### KUTIPAN DOKUMEN
Suwanto Pilih Tidak Mudik Guna Memutus Rantai Penyebaran Covid-19
Suwanto, penjual salome di Pasar Penfui, Kelurahan Penfui, Kecamatan Maulafa, Kota Kupang lebih memilih menunda mudik
Lukman (34), salah satu karyawan di RM Persada di Kelurahan Naikoten Kota Kupang mengaku telah mendengar larangan tersebut. Bahkan pria yang telah 13 tahun merantau di Kupang itu mengaku pimpinan mereka di rumah makan tersebut juga telah mempertegas larangan tersebut.
"Tahun ini ini kita tidak mudik. Bos sudah instruksikan untuk jangan pulang dulu. Tapi kalau ngeyel, kata Bos ya urusan sendiri," ujar Lukman.
Ia mengatakan, sebanyak 17 orang karyawan rumah makan tersebut berasal dari Jawa Jawa Timur dan Jawa Tengah. Masa kerja mereka berkisar dari dua hingga 13 tahun.
Setiap lebaran, lanjutnya, mereka selalu mendapat jatah liburan dan melakukan mudik ke kampung halamannya masing masing. Mudik biasanya dilakukan pada H-2 atau H-1 sebelum Idul Fitri.
"Kita tidak masalah (tidak mudik). Itu kan juga untuk menjaga kesehatan. Itu untuk kebaikan bersama masyarakat jadi tidak ada persoalan," katanya.
Ariatin (36), salah satu pedagang makanan di Taman Nostalgia (Tamnos) Kupang mengaku belum mendengar larangan mudik. Namun demikian, seandainya larangan itu diterapkan, ia dan keluarga pasti mematuhi larangan tersebut.
######
### DATA YANG DIKAJI
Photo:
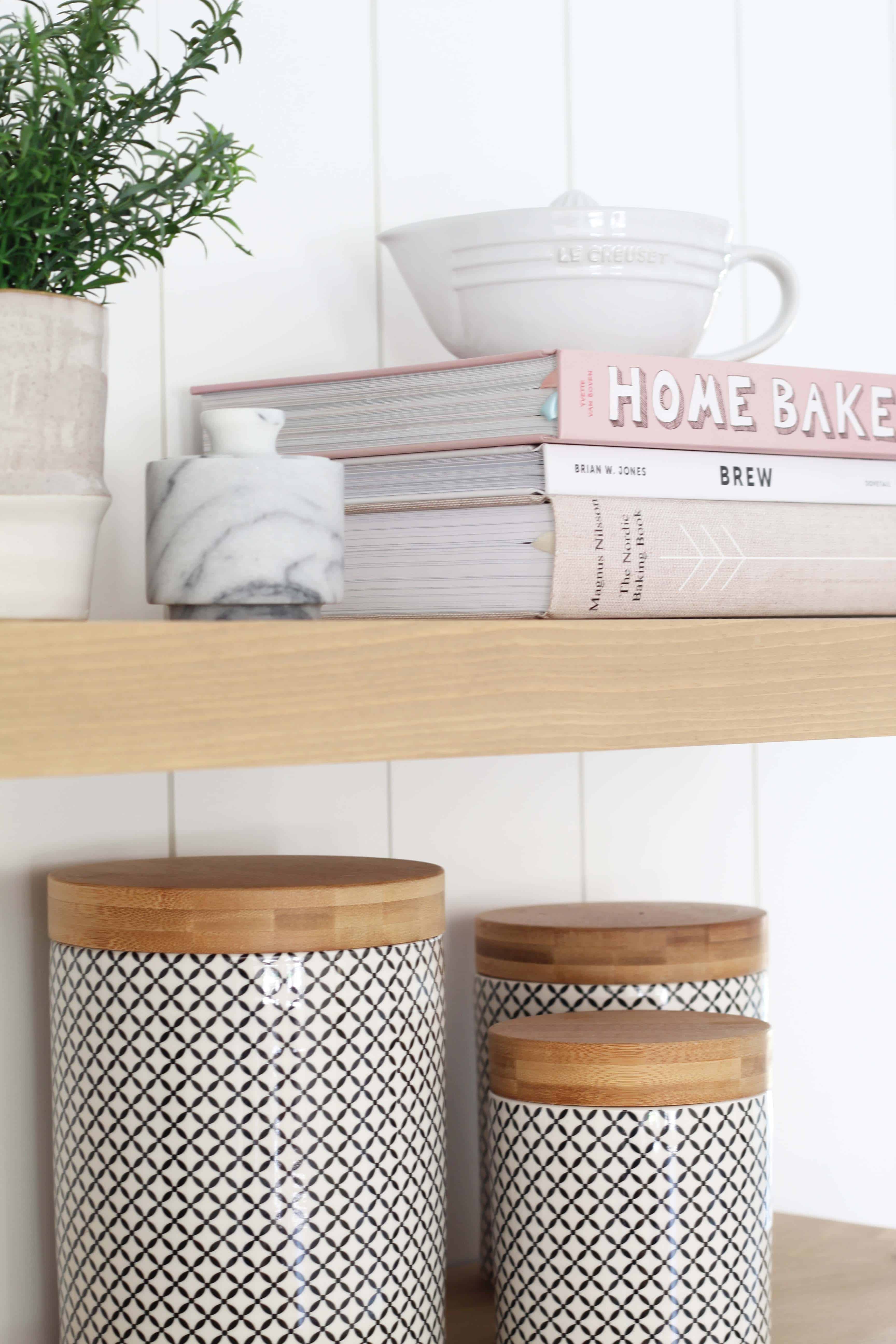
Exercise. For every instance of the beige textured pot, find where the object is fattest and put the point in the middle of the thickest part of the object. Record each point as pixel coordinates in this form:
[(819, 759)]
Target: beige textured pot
######
### DATA YANG DIKAJI
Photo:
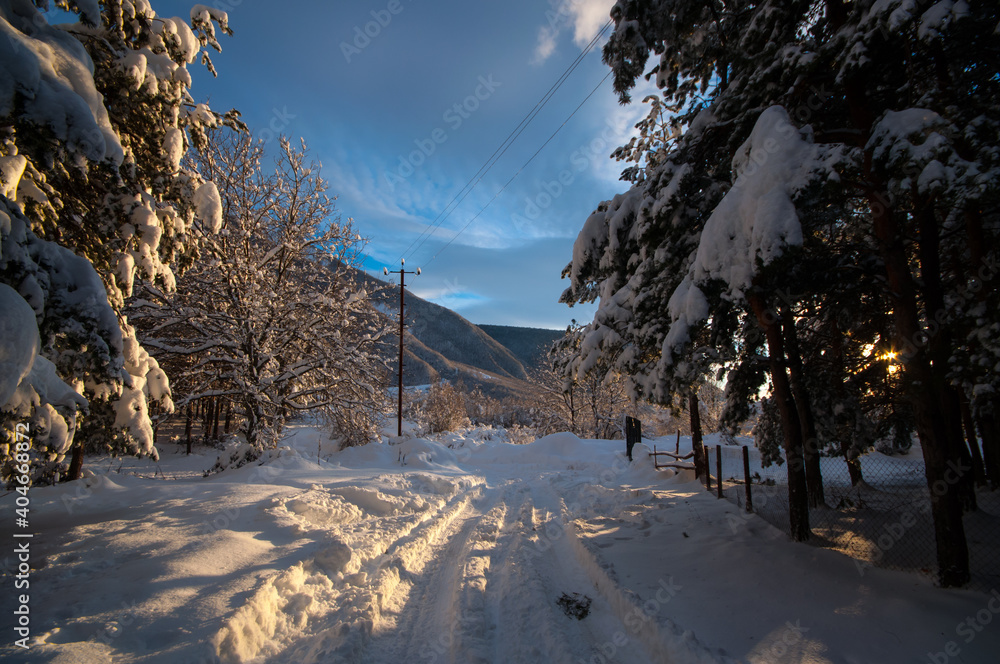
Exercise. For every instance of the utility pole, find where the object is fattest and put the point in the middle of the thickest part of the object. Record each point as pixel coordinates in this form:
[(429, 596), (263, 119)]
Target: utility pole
######
### DATA YANG DIKAJI
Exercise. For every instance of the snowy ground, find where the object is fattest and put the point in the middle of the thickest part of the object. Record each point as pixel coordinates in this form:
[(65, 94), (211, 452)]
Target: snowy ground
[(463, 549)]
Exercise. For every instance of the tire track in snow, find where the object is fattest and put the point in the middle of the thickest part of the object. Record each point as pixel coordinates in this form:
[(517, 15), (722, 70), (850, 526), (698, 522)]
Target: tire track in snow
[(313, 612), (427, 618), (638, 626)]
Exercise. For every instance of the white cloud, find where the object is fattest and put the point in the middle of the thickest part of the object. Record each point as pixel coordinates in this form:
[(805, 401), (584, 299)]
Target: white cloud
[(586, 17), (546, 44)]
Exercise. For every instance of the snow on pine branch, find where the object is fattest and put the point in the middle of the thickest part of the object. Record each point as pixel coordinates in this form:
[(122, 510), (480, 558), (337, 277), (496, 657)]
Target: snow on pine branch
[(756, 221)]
######
== TUGAS ANDA ==
**a)** Tulis ulang persis bagian berita tentang larangan mudik yang dibuka dengan kata-kata yang memuat "Suwanto Pilih Tidak" dan ditutup dengan "mempertegas larangan tersebut.".
**b)** Menurut berita tentang larangan mudik, sudah berapa tahun Lukman merantau di Kupang?
Jawablah hanya berdasarkan isi berita tentang larangan mudik.

== JAWABAN PER NOMOR ==
**a)**
Suwanto Pilih Tidak Mudik Guna Memutus Rantai Penyebaran Covid-19
Suwanto, penjual salome di Pasar Penfui, Kelurahan Penfui, Kecamatan Maulafa, Kota Kupang lebih memilih menunda mudik
Lukman (34), salah satu karyawan di RM Persada di Kelurahan Naikoten Kota Kupang mengaku telah mendengar larangan tersebut. Bahkan pria yang telah 13 tahun merantau di Kupang itu mengaku pimpinan mereka di rumah makan tersebut juga telah mempertegas larangan tersebut.

**b)** 13 tahun.